-- Written tasks --
[1] According to the forum thread, what size enlarger do 6x12cm negatives fit in?
[2] Reproduce the stretch of the forum thread from "I've been observing" through "available to you.", changing "handholdable" to "portable".

-- Passage shown --
::::::
View Full Version : ULF 5x10in Size/Weight vs. Small 6x12cm Size Weight of Full System
08-01-2009, 08:35 PM
RULES: CONSIDERING SIZE/WEIGHT... vs. QUALITY -- NOT ECONOMY!!!
Has anyone directly compared an "optimized" 6x12cm "full system" (camera/lenses/size/weight) compared to an "optimized" 5x10in (camera/lenses/size/weight) system? It seems to me that a mini 6x12cm system is really no smaller/lighter than a 5x10in system. Has anyone actually measured the "smaller system" to the "larger" one?
What I'm proposing is a 5x10in system taking TWO 5x7in images stiched to complete a 5x10" image (shift/stitch). A 5x10in image stitched is far superior to a 6x12cm image, IMO. If you want to compare a "6x12cm image to a stitched 5x10in image that's okay.
I've been observing the differences and it seems that a 6x12cm system is not that much smaller than a 5x7in system stitched to 5x10in. What are your thoughts??
Yes, I know there is a difference in film/processing costs.
David A. Goldfarb
08-01-2009, 10:33 PM
I think that if you're comparing something like a Linhof 612 or Fotoman or something like that or even a 6x12cm Noblex to a wooden 5x7" camera or custom 5x10" or the more common (as far as esoteric formats go) 5x12", it's the film holders that are going to make the biggest difference in size/weight of the kit. Other advantages of dedicated 6x12cm cameras are that they are handholdable, so you can use them for different kinds of photographs, and 6x12cm negs fit in a 4x5" enlarger. Of course, bigger neg has obvious advantages, depending on the means of enlargement that are available to you.
Another question you might consider is when it might make more sense to shoot 5x7" cropped to panoramic, rather than stitching two 5x7" images made with shift. If you're just stitching two images, it's not so difficult, but if the light is changing rapidly, the subtle difference between two shots you're attempting to stitch can be maddening.
08-01-2009, 11:47 PM
Some thoughts: a 6 x 12cm = 2 1/4 x 5 inch, so to get 5x10 inch you will need at least 5 6x12cm vertical photo's stitched together.
Then consider the weight-diference between a 4x5 and a 5x7 with reduction-back and the extra weight of a 5x7 lens compared to a 4x5 lens.
Electronicly stitching would be relative easy, the analoge way may be a bit more tricky.
On the other hand, why bother to go this way if you have 5x7 and can stitch 2 5x7 horizontaly together to a 5x10 ?????
You will need a lens that covers 5x10 anyway and a camera with enough rear shift.
::::::
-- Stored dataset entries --
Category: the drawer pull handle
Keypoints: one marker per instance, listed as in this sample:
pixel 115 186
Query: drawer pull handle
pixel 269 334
::::::
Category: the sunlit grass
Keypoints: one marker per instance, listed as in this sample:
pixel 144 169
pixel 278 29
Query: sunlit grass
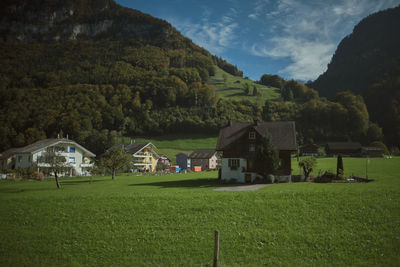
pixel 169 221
::::::
-- The answers --
[1] A 4x5" enlarger.

[2]
I've been observing the differences and it seems that a 6x12cm system is not that much smaller than a 5x7in system stitched to 5x10in. What are your thoughts??
Yes, I know there is a difference in film/processing costs.
David A. Goldfarb
08-01-2009, 10:33 PM
I think that if you're comparing something like a Linhof 612 or Fotoman or something like that or even a 6x12cm Noblex to a wooden 5x7" camera or custom 5x10" or the more common (as far as esoteric formats go) 5x12", it's the film holders that are going to make the biggest difference in size/weight of the kit. Other advantages of dedicated 6x12cm cameras are that they are portable, so you can use them for different kinds of photographs, and 6x12cm negs fit in a 4x5" enlarger. Of course, bigger neg has obvious advantages, depending on the means of enlargement that are available to you.